:: Aim ::
Repeat the whole of the data, keeping every detail the same.

:: The data ::

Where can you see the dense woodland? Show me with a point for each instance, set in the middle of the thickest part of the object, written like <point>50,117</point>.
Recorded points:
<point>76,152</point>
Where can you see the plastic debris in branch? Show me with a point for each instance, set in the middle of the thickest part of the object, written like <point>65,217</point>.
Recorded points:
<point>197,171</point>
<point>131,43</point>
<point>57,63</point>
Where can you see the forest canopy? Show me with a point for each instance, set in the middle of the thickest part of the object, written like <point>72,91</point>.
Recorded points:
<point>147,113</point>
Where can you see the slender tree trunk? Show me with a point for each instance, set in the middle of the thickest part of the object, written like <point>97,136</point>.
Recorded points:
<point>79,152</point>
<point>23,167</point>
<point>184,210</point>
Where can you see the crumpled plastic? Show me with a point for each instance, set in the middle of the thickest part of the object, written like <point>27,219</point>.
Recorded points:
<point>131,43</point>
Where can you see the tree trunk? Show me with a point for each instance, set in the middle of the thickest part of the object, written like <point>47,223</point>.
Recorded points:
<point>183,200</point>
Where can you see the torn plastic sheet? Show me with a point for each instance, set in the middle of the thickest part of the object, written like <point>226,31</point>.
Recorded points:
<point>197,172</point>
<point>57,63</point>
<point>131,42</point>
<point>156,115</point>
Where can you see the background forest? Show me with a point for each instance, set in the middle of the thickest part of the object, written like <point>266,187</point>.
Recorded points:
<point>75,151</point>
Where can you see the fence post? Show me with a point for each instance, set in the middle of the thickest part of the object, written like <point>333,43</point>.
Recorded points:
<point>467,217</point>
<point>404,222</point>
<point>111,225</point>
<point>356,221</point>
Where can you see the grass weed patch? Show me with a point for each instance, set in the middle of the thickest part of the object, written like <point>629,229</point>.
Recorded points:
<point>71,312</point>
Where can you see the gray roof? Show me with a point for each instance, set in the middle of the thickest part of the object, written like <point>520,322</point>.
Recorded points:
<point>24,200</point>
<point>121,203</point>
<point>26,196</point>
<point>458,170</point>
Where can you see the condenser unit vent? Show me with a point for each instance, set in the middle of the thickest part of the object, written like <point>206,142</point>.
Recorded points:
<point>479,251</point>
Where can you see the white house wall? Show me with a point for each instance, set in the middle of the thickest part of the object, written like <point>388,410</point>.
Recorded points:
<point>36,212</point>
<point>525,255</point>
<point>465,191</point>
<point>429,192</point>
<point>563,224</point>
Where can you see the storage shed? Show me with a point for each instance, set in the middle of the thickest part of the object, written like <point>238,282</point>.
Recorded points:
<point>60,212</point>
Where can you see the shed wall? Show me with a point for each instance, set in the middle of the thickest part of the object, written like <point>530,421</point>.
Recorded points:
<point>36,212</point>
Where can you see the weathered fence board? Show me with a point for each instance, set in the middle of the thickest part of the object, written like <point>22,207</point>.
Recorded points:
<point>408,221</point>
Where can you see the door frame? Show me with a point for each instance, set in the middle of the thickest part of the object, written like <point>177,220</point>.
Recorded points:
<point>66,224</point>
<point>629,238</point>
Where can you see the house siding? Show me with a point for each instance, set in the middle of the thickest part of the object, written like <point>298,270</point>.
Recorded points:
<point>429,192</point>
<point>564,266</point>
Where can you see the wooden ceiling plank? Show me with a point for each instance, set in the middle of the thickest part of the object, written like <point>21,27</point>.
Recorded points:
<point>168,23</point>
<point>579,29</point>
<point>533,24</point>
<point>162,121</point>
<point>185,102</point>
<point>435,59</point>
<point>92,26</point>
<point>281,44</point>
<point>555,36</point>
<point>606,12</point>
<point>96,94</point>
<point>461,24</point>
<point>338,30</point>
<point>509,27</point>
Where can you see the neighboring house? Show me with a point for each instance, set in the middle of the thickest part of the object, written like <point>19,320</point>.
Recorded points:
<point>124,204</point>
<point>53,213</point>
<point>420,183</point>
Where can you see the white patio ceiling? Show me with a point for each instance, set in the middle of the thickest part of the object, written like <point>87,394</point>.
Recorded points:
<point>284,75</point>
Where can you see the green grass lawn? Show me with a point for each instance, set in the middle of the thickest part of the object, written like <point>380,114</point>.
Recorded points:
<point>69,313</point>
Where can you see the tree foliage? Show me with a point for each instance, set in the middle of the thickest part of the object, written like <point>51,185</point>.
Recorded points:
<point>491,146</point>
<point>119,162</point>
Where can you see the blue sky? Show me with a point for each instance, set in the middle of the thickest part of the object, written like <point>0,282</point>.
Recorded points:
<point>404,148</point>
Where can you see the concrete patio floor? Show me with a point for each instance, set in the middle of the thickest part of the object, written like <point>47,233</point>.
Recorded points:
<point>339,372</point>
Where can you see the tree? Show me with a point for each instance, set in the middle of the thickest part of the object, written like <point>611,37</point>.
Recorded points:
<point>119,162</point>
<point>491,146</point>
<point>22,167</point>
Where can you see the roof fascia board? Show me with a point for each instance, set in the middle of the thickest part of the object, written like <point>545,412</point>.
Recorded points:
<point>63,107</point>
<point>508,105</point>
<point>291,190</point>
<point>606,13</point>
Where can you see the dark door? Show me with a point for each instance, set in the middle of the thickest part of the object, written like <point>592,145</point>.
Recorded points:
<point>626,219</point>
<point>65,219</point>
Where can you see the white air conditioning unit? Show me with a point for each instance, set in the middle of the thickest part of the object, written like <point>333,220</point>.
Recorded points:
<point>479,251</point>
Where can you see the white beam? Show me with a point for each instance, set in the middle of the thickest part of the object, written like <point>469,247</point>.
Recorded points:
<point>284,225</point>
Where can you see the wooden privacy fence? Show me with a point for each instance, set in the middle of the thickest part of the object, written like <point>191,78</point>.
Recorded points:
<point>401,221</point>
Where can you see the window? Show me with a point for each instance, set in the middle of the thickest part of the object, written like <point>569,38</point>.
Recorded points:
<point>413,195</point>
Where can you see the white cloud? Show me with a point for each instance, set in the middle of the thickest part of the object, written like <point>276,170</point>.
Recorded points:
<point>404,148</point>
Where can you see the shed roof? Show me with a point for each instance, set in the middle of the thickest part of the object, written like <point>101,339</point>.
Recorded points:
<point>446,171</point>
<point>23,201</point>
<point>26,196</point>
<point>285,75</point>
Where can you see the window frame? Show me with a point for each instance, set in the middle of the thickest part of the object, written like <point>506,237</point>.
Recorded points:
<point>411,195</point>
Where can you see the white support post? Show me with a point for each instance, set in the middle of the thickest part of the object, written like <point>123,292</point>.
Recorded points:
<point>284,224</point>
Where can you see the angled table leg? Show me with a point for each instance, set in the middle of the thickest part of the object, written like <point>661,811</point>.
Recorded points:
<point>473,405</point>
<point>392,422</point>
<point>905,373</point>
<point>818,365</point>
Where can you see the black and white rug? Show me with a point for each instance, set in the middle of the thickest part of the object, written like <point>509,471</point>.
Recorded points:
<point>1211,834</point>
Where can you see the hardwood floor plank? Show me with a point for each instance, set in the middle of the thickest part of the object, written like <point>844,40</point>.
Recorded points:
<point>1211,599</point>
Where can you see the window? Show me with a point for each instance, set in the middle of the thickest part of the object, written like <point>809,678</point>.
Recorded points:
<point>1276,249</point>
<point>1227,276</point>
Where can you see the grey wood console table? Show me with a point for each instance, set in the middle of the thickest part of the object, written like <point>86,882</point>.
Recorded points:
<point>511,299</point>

:: Reply to the task ::
Where can you see the dense woodland? Show me with a point for each instance, set in the middle of the thickest part of the object, written like <point>50,117</point>.
Recorded points:
<point>76,152</point>
Where can you see the plastic debris in branch? Show me with a point for each instance, set in the middle of the thickest part of the object, written like <point>65,217</point>.
Recorded points:
<point>197,171</point>
<point>131,43</point>
<point>57,63</point>
Where can you see the forest canopy? Show me with a point for each instance, set in the middle of the thickest part of the object, written like <point>72,91</point>.
Recorded points:
<point>147,113</point>
Where can you see the slender tree trunk? Show me with a point for each instance, set in the middle of the thickest part of the object, written like <point>97,136</point>.
Recorded points:
<point>79,152</point>
<point>23,167</point>
<point>184,210</point>
Where can you see the crumpled plastic? Show me with a point for each instance, set in the middle of the thickest part of the object, written like <point>27,219</point>.
Recorded points:
<point>131,43</point>
Where can you see the tree trunk? Show me with a point for each instance, set in the middle of the thickest part of the object, written like <point>47,223</point>.
Recorded points:
<point>183,200</point>
Where can you see the torn plastic sheet? Show me with a point for each instance, set in the middle of the thickest part of the object, written like <point>226,31</point>.
Recorded points:
<point>197,172</point>
<point>57,63</point>
<point>131,42</point>
<point>156,115</point>
Where can you see the background forest? Show me with a point for each instance, set in the middle of the thickest part of the object, written like <point>266,187</point>.
Recorded points:
<point>75,151</point>
Where can you see the fence post? Show me with a point for each instance, set in the middle of the thickest part of the object, written like <point>333,43</point>.
Recorded points:
<point>467,217</point>
<point>404,222</point>
<point>111,225</point>
<point>356,221</point>
Where can you see the grass weed patch? Show me with a point for each instance, set in the middle of the thickest part of the object, written like <point>629,229</point>.
Recorded points:
<point>71,312</point>
Where can you see the gray roof? Show me with a point for each instance, set in the middle of the thickest part of the object, written like <point>520,322</point>.
Recorded points:
<point>24,200</point>
<point>121,203</point>
<point>26,196</point>
<point>458,170</point>
Where can you see the condenser unit vent? Show me with a point for each instance, set in the middle of the thickest part of the object, written like <point>206,142</point>.
Recorded points:
<point>479,251</point>
Where can you see the white house wall? Show me with a point for each instance, set in the middle of the thickest part of the object, written like <point>388,410</point>.
Recorded points:
<point>36,212</point>
<point>525,255</point>
<point>465,191</point>
<point>429,192</point>
<point>563,224</point>
Where can you see the storage shed? Show me with a point for each instance, set in the middle of the thickest part of the object, written like <point>238,282</point>.
Recorded points:
<point>60,212</point>
Where can you see the shed wall? Show me with a point for each instance, set in the middle of the thickest part of the object, written like <point>530,421</point>.
Recorded points:
<point>36,212</point>
Where can you see the weathered fence board? Show me with a point for each instance, set in the middle of the thickest part of the object, written like <point>22,207</point>.
Recorded points:
<point>408,221</point>
Where can you see the door frame? Show me with a point for each instance, set in the middle of the thickest part of the object, written like <point>177,220</point>.
Recorded points:
<point>66,224</point>
<point>629,238</point>
Where can you see the house siding? Show me with a point for each instance, set in the middle of the thickest part of the object, written like <point>298,270</point>.
Recorded points:
<point>429,192</point>
<point>564,266</point>
Where can you see the wooden ceiling plank? Show me with a point for each instance, set in the middle of the thickest part of the object, written like <point>21,27</point>.
Recorded points:
<point>168,23</point>
<point>579,29</point>
<point>533,24</point>
<point>162,121</point>
<point>185,102</point>
<point>435,59</point>
<point>92,26</point>
<point>281,44</point>
<point>555,36</point>
<point>606,12</point>
<point>96,94</point>
<point>461,24</point>
<point>338,30</point>
<point>509,27</point>
Where can you see the neighboring house? Show me with a point for each instance, set in the middle of the thickest part of the object, written like <point>19,320</point>.
Recorded points:
<point>124,204</point>
<point>53,213</point>
<point>420,183</point>
Where can you see the white patio ceiling? Show me with a point for each instance, set in the middle of the thickest part of the object, written like <point>87,394</point>.
Recorded points:
<point>284,75</point>
Where can you see the green grass lawn? Show me with a point for each instance, set in the middle of the thickest part of the object, written like <point>380,114</point>.
Recorded points:
<point>69,313</point>
Where can you see the tree foliage? Show me with a point for each instance, set in the middle of the thickest part of the object, written like <point>51,185</point>.
Recorded points:
<point>491,146</point>
<point>119,162</point>
Where can you see the blue sky? Show me with a point for each instance, set in the middle of the thickest part of the object, written like <point>0,282</point>.
Recorded points:
<point>404,148</point>
Where can you see the concrete patio floor? Show me with a point for each instance, set in the middle of the thickest part of the object, written like <point>47,233</point>.
Recorded points:
<point>339,372</point>
Where can you see the tree? Show me with a point for each instance, set in the middle of the thickest part of the object, written like <point>611,37</point>.
Recorded points:
<point>119,162</point>
<point>491,146</point>
<point>22,167</point>
Where can you see the roof fascia board? Show me with a point for each instance, set in the middle of the thickest part of the object, written like <point>545,412</point>.
Recorded points:
<point>63,107</point>
<point>508,105</point>
<point>291,190</point>
<point>606,13</point>
Where can you see the dark door? Show me with a point for each instance, set in the middle of the thickest part of the object, written like <point>592,145</point>.
Recorded points:
<point>626,219</point>
<point>65,219</point>
Where can you see the white air conditioning unit? Show me with a point for each instance, set in the middle of the thickest part of the object, written like <point>333,220</point>.
Recorded points:
<point>479,251</point>
Where can you see the white beam? Show me with a point for each instance, set in the middle of the thickest part of the object, written like <point>469,247</point>.
Recorded points:
<point>284,225</point>
Where can you see the wooden privacy fence? Show me with a point for each instance, set in the middle of the thickest part of the object, written like <point>191,78</point>.
Recorded points:
<point>401,221</point>
Where can you see the window? Show me with a point for each instance, set in the middle of the thickest part of the object, written like <point>569,38</point>.
Recorded points:
<point>413,195</point>
Where can you see the white cloud? Show me with a point for each instance, set in the middle of the thickest part of the object, written like <point>276,170</point>.
Recorded points:
<point>404,148</point>
Where can you see the shed roof? Show me with a point for each instance, set in the middle of the thickest part of the object, written like <point>101,339</point>.
Recorded points:
<point>446,171</point>
<point>23,201</point>
<point>26,196</point>
<point>285,75</point>
Where can you see the window frame? Show me with a point for each instance, set in the middle of the thickest part of the object, written like <point>506,237</point>.
Recorded points:
<point>411,195</point>
Where can you see the white support post? Show me with a point for each instance, set in the middle of the thickest part of the object, written like <point>123,292</point>.
Recorded points:
<point>284,224</point>
Where can you see the angled table leg? Show me with a point for each instance, set in the middle of the thickest part of the object, written like <point>661,811</point>.
Recorded points:
<point>473,405</point>
<point>392,422</point>
<point>905,373</point>
<point>818,365</point>
Where can you see the black and white rug? Show me with a point for each instance, set in the middle of the thickest part of the object, written like <point>509,471</point>.
Recorded points:
<point>1211,834</point>
Where can you see the hardwood floor plank? Show me with a point for each instance, set in the middle of the thickest part of the object, written like <point>844,40</point>.
Recorded points:
<point>1211,599</point>
Where can you see the window? Show me with a point for each instance, set in the middle of the thickest part of the object, written like <point>809,678</point>.
Recorded points:
<point>1276,249</point>
<point>1227,276</point>
Where can you see the grey wood console table? Show me with a point for each instance, set in the middle of the thickest part of the object, written like <point>86,882</point>.
Recorded points:
<point>511,299</point>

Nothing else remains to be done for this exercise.